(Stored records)
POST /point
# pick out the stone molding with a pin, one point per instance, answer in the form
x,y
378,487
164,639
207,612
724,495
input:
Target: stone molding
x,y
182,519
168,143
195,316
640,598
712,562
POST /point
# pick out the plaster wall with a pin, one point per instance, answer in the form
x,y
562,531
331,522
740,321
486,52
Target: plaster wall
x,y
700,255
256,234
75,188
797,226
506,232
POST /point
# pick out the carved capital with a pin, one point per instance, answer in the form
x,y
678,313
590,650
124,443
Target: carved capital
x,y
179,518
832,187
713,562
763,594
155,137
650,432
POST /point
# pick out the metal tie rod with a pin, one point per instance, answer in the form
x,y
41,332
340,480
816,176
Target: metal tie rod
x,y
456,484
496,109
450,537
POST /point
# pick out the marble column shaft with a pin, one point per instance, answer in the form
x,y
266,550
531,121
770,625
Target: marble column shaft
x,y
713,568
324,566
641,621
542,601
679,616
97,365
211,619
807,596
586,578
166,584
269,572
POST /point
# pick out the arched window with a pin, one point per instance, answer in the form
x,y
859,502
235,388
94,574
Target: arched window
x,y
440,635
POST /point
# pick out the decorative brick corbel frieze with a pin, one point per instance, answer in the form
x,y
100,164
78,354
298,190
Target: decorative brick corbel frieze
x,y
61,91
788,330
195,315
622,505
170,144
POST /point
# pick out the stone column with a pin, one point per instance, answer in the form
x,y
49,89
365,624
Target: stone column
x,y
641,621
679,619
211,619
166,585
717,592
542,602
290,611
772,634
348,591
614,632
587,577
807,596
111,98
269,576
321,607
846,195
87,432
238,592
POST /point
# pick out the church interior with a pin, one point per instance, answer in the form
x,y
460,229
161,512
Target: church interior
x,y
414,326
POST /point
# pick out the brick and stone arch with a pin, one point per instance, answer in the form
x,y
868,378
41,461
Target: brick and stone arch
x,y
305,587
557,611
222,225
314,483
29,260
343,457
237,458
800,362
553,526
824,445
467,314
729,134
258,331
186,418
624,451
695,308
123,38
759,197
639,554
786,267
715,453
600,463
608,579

*Problem to work on*: In the records above, find each line that mentions the string "instance", then copy it.

*Answer to the problem*:
# pick out the stone molding with a pin, one point per instance, answer in the form
# pick out the plaster wall with a pin, one point per instance, answer in the form
# pick out the carved capital with a pin, one point per instance, answer in the form
# pick out the metal tie rod with a pin, one point per instance, answer in the form
# pick out the marble column shaft with a pin, one point per instance, answer in the form
# pick out the arched window with a pin, one point per instance, answer in the form
# pick out the decorative brick corbel frieze with a pin, one point per instance, answer in the form
# pick out the stone column with a pin, one point per instance, answer in the form
# pick out the church interior with a pin, one point per instance, answer in the form
# pick out the brick and stone arch with a pin, one point per instance, answer in the form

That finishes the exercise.